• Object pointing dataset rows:
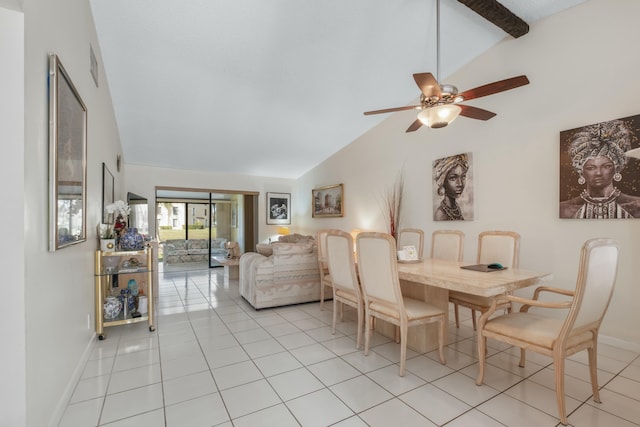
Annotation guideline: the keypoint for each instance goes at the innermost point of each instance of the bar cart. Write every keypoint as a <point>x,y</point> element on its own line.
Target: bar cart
<point>128,277</point>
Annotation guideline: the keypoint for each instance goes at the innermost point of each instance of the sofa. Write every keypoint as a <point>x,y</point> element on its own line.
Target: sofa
<point>193,250</point>
<point>289,275</point>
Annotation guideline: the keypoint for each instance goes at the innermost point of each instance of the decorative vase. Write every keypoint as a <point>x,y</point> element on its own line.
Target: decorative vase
<point>133,287</point>
<point>107,245</point>
<point>131,240</point>
<point>127,300</point>
<point>112,308</point>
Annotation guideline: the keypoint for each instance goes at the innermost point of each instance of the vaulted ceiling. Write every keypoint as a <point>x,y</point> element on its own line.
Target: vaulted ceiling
<point>274,87</point>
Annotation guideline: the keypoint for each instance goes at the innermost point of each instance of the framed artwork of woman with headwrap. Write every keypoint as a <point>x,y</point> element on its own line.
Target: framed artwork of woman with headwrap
<point>453,188</point>
<point>597,179</point>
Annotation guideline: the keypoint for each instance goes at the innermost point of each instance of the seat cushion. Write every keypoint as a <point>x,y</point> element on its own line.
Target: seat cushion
<point>533,328</point>
<point>415,309</point>
<point>470,299</point>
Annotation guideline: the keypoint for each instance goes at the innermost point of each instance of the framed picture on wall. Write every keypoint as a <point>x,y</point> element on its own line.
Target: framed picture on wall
<point>327,201</point>
<point>107,191</point>
<point>278,208</point>
<point>597,179</point>
<point>453,188</point>
<point>67,160</point>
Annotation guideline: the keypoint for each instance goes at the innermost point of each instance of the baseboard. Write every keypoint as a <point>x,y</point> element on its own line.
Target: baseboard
<point>617,342</point>
<point>75,377</point>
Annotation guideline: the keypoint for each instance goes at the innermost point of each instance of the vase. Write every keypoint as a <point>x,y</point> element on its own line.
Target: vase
<point>107,245</point>
<point>131,240</point>
<point>112,308</point>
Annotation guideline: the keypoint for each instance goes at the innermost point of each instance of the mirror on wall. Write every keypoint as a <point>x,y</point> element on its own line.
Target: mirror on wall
<point>139,216</point>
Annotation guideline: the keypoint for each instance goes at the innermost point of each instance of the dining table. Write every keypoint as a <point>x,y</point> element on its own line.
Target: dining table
<point>431,280</point>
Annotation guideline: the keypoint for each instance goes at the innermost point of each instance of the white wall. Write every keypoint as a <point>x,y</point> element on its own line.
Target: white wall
<point>583,70</point>
<point>12,317</point>
<point>143,180</point>
<point>60,285</point>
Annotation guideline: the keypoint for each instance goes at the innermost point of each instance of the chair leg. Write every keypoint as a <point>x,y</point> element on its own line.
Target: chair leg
<point>558,362</point>
<point>335,316</point>
<point>482,349</point>
<point>593,371</point>
<point>403,347</point>
<point>441,341</point>
<point>457,315</point>
<point>360,326</point>
<point>367,331</point>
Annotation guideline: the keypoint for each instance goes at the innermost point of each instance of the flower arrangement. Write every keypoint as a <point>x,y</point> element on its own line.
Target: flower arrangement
<point>392,205</point>
<point>120,210</point>
<point>105,231</point>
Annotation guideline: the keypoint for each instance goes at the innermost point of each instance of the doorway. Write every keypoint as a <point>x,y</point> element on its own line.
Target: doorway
<point>193,227</point>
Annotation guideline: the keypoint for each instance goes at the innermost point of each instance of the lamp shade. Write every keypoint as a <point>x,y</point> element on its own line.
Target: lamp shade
<point>439,116</point>
<point>284,231</point>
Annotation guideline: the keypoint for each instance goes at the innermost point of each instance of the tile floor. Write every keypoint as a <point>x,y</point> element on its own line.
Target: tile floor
<point>215,361</point>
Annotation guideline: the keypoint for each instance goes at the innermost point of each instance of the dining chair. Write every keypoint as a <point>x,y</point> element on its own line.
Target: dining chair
<point>412,237</point>
<point>559,336</point>
<point>325,278</point>
<point>383,299</point>
<point>342,270</point>
<point>447,245</point>
<point>493,246</point>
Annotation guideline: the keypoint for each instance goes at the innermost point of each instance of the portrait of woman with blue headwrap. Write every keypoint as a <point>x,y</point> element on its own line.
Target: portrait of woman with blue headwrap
<point>596,154</point>
<point>450,178</point>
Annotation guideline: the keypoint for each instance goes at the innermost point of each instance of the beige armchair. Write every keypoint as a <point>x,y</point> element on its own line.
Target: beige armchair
<point>383,299</point>
<point>559,337</point>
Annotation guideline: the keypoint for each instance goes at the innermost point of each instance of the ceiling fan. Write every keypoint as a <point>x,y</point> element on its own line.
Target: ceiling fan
<point>440,103</point>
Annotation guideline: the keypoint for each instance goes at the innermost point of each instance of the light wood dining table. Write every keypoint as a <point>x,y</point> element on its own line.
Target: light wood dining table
<point>431,279</point>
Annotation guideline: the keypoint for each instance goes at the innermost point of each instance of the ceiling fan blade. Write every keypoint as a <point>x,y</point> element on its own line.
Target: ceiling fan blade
<point>427,84</point>
<point>390,110</point>
<point>475,112</point>
<point>414,126</point>
<point>495,87</point>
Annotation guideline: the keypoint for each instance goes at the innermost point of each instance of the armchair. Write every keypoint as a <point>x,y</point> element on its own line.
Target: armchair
<point>559,337</point>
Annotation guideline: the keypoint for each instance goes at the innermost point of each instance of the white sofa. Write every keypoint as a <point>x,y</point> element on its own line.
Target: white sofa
<point>194,250</point>
<point>289,275</point>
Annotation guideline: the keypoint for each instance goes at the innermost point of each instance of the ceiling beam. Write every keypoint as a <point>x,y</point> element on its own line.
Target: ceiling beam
<point>498,15</point>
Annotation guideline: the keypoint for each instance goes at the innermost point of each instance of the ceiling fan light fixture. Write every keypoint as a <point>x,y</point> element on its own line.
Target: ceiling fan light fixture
<point>439,116</point>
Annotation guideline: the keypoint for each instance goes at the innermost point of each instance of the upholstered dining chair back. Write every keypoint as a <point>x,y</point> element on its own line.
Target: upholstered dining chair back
<point>447,245</point>
<point>342,269</point>
<point>412,237</point>
<point>596,281</point>
<point>341,261</point>
<point>493,247</point>
<point>383,299</point>
<point>325,278</point>
<point>378,269</point>
<point>321,241</point>
<point>499,246</point>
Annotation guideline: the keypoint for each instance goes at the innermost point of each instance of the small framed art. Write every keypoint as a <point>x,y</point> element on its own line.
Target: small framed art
<point>278,208</point>
<point>327,201</point>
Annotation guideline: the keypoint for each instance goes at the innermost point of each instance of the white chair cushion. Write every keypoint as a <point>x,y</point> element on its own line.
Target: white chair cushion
<point>532,328</point>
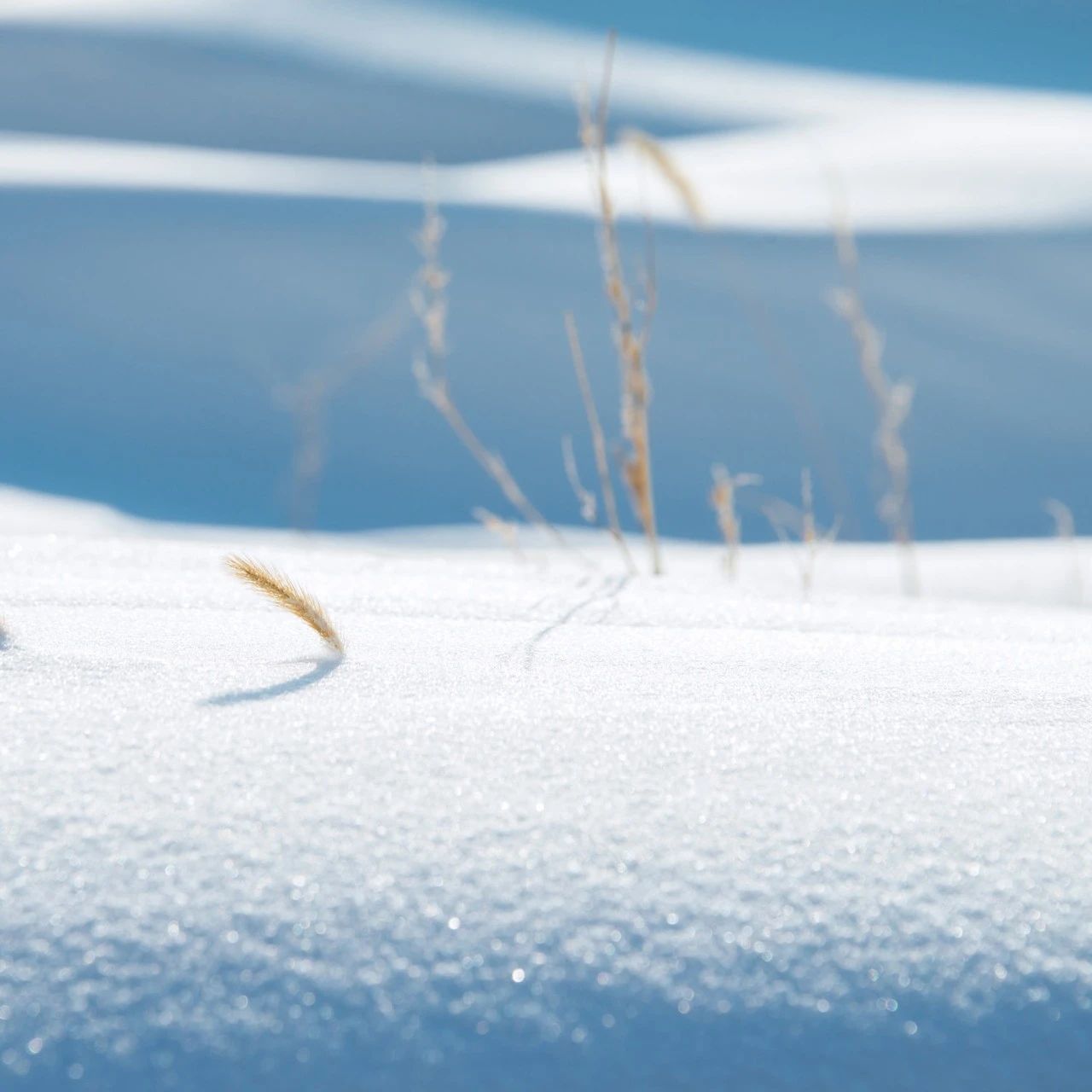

• What to work on:
Starting at the line containing "of the baseboard." and ending at the line containing "<point>367,331</point>", swap "keypoint" for "marker" wherever it occurs and give those lines again with nothing else changed.

• Full solution:
Annotation guideline: the marker for each instance goes at the innermost point of each instance of the baseboard. Write every marker as a <point>x,y</point> element on its own line.
Target: baseboard
<point>617,342</point>
<point>75,377</point>
Annotation guideline: the marker for each instance goes at the innermost point of each instance of the vase. Write every marker as a <point>x,y</point> element on its own line.
Target: vase
<point>107,245</point>
<point>131,240</point>
<point>112,308</point>
Annotation guideline: the marker for each instance goes at the innermost point of each instance of the mirror on wall. Write every marker as a <point>x,y</point> element on its own line.
Target: mirror on wall
<point>139,216</point>
Annotation guideline: the marker for each instance goes at the innermost point of each instance of the dining table. Write every marker as a <point>x,y</point> element on its own line.
Target: dining table
<point>431,280</point>
Annotation guideline: the marker for each instance goes at the innermost point of each instance of the white wall. Write every marker as a <point>x,y</point> element on its own line.
Target: white wall
<point>583,70</point>
<point>12,317</point>
<point>143,180</point>
<point>60,285</point>
Annotation guideline: the marker for each instance goes at the innermost point of each instance of the chair leg. Write every marker as a <point>x,y</point> element on its own line.
Target: chair leg
<point>558,362</point>
<point>335,316</point>
<point>482,349</point>
<point>593,371</point>
<point>403,347</point>
<point>441,341</point>
<point>457,315</point>
<point>360,326</point>
<point>367,331</point>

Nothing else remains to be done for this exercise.